EXERCISE DESCRIPTION:
On how many lines of the records below does the string "reflection" appear? Reply with only the number.

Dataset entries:
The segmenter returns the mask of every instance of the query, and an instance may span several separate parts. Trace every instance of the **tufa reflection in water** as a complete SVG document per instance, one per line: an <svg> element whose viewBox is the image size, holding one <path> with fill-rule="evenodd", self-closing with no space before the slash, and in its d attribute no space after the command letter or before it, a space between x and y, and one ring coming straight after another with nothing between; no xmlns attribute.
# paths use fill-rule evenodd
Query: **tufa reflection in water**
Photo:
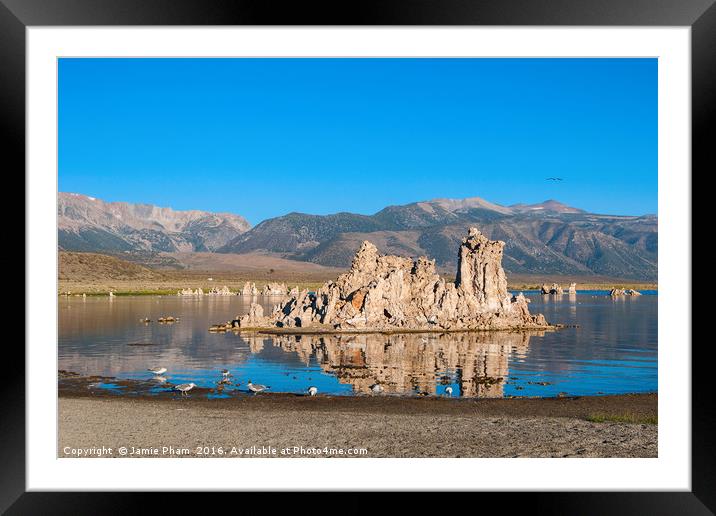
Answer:
<svg viewBox="0 0 716 516"><path fill-rule="evenodd" d="M369 394L370 387L379 384L388 394L436 395L441 381L452 383L448 375L455 373L460 396L501 398L510 353L524 356L530 337L543 334L280 335L273 343L306 364L315 356L326 373L356 393ZM256 349L254 338L247 340Z"/></svg>
<svg viewBox="0 0 716 516"><path fill-rule="evenodd" d="M653 392L658 387L658 297L642 293L618 300L606 291L530 295L536 312L570 326L544 335L373 333L299 339L207 332L211 321L249 309L242 296L62 298L58 369L145 382L151 378L147 368L162 366L168 383L194 382L203 389L216 387L219 371L229 369L237 380L252 378L274 392L304 394L315 385L319 396L365 394L376 382L384 384L380 395L441 396L448 386L454 396ZM266 299L264 309L273 302ZM156 322L167 314L181 322ZM153 322L141 323L142 318Z"/></svg>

EXERCISE OUTPUT:
2